**What you should do**
Return exactly the lines from the "Reviewer note: confirm that every instance of the eyeglasses" line through the last line of the entries below. Include no pictures.

**Source material**

---

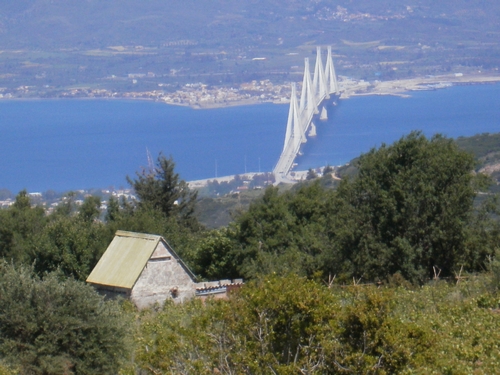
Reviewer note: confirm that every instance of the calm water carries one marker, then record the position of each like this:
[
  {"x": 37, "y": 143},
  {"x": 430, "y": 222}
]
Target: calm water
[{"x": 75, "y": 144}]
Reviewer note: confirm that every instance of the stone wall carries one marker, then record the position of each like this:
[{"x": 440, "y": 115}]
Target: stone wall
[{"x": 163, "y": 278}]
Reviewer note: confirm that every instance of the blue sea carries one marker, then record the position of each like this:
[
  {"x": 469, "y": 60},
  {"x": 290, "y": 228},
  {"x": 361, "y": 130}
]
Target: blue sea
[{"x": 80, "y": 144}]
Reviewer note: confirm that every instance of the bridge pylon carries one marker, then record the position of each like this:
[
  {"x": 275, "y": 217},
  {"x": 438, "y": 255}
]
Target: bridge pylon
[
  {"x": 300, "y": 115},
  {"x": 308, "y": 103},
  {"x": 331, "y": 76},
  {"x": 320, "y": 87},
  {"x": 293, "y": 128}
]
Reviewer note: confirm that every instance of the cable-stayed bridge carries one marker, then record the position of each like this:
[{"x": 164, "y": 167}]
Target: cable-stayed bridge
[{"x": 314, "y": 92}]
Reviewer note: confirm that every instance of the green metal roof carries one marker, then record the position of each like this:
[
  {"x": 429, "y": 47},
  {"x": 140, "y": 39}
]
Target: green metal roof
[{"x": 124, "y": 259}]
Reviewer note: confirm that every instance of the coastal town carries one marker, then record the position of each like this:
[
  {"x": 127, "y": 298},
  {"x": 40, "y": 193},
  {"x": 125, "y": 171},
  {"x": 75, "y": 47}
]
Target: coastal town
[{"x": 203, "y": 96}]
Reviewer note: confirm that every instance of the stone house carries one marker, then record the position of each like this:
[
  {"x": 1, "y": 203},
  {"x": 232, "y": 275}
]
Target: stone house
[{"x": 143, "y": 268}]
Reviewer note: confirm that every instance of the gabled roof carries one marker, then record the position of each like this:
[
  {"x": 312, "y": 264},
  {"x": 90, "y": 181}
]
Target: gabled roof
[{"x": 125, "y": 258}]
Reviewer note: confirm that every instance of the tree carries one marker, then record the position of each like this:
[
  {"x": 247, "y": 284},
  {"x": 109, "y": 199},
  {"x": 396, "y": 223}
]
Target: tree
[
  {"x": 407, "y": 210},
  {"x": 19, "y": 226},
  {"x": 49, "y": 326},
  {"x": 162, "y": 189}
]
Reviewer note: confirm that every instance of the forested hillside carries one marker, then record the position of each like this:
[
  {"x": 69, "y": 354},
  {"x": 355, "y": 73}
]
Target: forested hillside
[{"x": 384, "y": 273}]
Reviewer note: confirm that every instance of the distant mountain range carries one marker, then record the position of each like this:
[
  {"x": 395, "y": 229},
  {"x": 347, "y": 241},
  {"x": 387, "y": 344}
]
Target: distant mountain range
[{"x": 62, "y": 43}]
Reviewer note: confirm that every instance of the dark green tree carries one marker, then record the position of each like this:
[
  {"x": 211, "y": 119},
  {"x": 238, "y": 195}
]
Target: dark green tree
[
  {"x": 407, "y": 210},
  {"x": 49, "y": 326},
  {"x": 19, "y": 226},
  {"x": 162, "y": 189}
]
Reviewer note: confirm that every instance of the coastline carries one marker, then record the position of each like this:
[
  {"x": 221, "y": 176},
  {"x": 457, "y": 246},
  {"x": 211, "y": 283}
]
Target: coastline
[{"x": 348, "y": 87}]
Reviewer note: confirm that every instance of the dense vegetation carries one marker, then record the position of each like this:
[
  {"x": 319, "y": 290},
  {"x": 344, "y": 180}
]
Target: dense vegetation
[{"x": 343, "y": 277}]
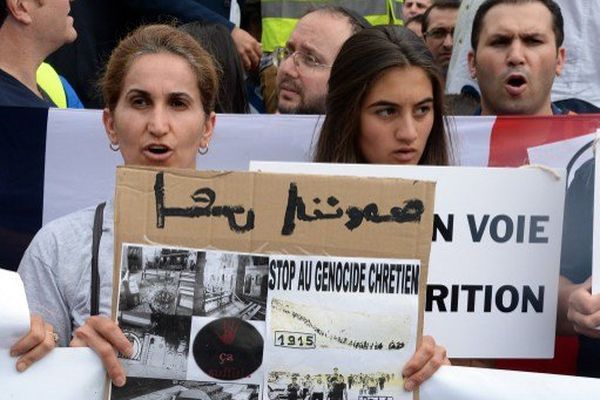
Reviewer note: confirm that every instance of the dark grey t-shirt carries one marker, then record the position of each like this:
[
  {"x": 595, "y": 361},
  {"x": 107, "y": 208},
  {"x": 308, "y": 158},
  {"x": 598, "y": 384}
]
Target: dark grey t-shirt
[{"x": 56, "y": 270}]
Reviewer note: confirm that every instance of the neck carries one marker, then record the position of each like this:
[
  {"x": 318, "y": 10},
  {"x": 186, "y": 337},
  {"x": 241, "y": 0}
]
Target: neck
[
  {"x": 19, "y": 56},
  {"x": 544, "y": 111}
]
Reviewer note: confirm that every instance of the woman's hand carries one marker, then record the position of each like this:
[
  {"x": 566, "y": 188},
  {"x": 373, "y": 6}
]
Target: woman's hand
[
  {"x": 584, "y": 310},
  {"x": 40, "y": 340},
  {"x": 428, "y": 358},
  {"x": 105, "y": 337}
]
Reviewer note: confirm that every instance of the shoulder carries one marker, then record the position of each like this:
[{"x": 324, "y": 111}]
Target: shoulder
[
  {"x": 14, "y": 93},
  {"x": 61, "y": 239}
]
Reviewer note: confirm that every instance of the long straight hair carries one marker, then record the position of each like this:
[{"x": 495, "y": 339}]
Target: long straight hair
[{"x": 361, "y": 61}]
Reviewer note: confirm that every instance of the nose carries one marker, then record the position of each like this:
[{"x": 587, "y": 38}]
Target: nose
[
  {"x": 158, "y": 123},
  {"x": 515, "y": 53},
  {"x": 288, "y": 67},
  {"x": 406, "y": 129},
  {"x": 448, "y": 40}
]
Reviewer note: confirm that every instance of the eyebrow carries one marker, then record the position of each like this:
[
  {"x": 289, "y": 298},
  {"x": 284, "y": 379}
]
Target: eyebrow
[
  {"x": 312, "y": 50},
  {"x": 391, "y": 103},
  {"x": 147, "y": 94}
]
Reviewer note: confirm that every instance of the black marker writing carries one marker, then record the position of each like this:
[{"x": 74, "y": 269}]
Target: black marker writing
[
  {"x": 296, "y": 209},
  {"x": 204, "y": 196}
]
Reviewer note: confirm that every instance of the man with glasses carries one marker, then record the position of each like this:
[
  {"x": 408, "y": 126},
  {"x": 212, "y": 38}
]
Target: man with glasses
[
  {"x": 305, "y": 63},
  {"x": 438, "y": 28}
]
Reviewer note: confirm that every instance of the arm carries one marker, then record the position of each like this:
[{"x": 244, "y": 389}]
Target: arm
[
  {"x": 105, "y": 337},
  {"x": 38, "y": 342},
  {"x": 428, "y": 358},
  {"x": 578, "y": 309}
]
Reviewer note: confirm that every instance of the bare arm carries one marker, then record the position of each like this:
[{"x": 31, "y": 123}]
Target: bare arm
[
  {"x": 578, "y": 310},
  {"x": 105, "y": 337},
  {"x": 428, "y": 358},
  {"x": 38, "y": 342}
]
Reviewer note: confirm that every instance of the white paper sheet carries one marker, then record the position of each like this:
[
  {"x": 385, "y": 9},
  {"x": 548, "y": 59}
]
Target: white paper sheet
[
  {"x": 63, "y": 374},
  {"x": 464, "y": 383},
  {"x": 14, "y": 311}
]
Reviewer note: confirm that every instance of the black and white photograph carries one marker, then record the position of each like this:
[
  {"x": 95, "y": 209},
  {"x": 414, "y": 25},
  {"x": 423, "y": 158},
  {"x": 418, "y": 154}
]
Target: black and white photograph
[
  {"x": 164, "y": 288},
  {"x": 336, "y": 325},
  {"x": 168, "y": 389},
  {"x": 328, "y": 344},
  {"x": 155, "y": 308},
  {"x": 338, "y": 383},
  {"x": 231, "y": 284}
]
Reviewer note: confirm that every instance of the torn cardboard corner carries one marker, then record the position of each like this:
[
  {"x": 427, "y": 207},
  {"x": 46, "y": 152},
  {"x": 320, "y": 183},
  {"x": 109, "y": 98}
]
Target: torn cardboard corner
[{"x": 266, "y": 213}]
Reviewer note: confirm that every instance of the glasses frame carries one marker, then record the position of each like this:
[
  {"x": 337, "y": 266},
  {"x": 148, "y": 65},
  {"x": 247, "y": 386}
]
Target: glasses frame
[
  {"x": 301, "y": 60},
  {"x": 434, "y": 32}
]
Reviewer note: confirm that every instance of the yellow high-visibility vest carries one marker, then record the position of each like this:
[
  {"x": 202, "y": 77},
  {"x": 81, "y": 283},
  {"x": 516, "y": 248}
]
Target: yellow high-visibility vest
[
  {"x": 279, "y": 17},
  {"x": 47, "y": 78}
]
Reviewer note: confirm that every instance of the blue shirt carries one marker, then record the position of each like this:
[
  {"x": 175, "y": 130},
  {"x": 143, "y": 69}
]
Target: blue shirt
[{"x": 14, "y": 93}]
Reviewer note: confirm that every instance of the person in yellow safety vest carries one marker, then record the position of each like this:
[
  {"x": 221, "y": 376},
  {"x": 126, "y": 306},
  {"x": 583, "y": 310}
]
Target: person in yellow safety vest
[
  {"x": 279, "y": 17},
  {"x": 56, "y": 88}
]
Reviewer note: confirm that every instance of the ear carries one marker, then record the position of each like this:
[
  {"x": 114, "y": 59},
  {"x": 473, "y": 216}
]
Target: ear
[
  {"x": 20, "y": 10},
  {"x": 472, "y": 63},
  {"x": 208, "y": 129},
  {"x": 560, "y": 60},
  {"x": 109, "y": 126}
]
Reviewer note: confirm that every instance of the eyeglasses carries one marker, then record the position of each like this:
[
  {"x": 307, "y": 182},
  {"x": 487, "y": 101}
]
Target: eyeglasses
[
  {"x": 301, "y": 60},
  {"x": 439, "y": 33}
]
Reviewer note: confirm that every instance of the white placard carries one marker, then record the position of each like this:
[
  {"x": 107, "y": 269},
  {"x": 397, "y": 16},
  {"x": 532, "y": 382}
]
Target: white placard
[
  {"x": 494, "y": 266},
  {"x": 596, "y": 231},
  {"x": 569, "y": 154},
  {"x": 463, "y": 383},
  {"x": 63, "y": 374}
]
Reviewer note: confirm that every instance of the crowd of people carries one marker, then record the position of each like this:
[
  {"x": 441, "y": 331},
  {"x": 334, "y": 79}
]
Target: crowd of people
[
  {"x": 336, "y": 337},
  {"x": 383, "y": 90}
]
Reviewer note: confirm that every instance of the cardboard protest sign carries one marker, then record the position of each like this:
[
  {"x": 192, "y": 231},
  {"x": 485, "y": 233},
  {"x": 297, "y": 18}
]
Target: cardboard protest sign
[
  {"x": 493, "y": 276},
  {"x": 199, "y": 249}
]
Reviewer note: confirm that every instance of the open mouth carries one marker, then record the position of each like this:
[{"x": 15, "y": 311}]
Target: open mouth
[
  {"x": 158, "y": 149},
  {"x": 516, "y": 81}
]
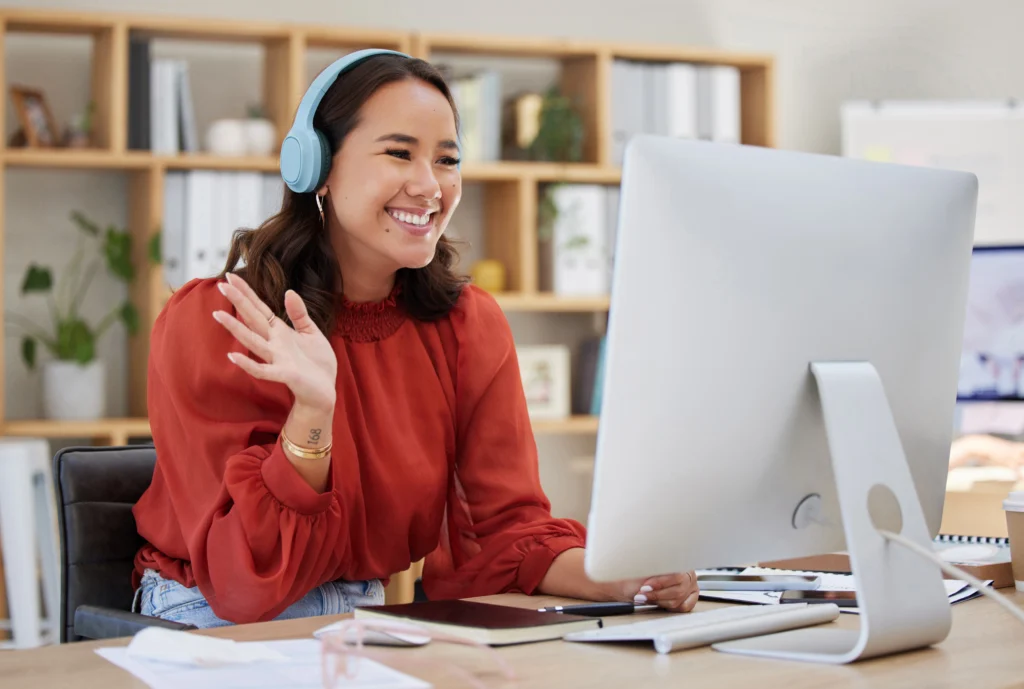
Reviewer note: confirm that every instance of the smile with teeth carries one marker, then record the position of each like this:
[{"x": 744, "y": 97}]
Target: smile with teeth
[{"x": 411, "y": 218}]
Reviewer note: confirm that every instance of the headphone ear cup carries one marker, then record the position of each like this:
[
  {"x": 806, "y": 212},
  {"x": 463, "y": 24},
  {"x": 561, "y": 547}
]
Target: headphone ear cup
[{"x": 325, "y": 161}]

---

**Result for this exercise**
Reviewer note: confirm that every instance of the eyeglasses carries one marker, then record the position of each like this:
[
  {"x": 307, "y": 182},
  {"x": 487, "y": 101}
]
Target: eyeglasses
[
  {"x": 301, "y": 60},
  {"x": 439, "y": 33}
]
Reviewer note: confirm that every instance of the white placard carries one marker, then record the position of each like this:
[
  {"x": 107, "y": 269},
  {"x": 397, "y": 16},
  {"x": 532, "y": 382}
]
Target: white placard
[
  {"x": 494, "y": 266},
  {"x": 596, "y": 231},
  {"x": 569, "y": 154},
  {"x": 463, "y": 383},
  {"x": 63, "y": 374}
]
Reviewer note: confirm that every instance of the crowd of people carries one marker, then record the position of each like this:
[
  {"x": 441, "y": 331},
  {"x": 334, "y": 79}
]
Target: crowd of people
[
  {"x": 336, "y": 337},
  {"x": 383, "y": 90}
]
Reviewer note: confirm that every instance of the cardboard protest sign carries one marker, then record the position of each like this:
[
  {"x": 192, "y": 231},
  {"x": 485, "y": 233},
  {"x": 297, "y": 18}
]
Target: cardboard protest sign
[
  {"x": 493, "y": 276},
  {"x": 199, "y": 249}
]
Reviewer note: confirm that every instance of the open mouth carries one marker, then record the position of each like this:
[{"x": 15, "y": 311}]
Target: open mouth
[
  {"x": 158, "y": 149},
  {"x": 516, "y": 81}
]
Reviewer note: confirm that every instance of the smile with teeth carries one marker, then record the position of each like this:
[{"x": 744, "y": 97}]
Target: smile with teeth
[{"x": 411, "y": 218}]
Reviewer note: confirm that every instance of the headphone ear cup carries one marker, then record the position of each like this:
[
  {"x": 806, "y": 212},
  {"x": 463, "y": 24},
  {"x": 561, "y": 547}
]
Target: headphone ear cup
[{"x": 325, "y": 161}]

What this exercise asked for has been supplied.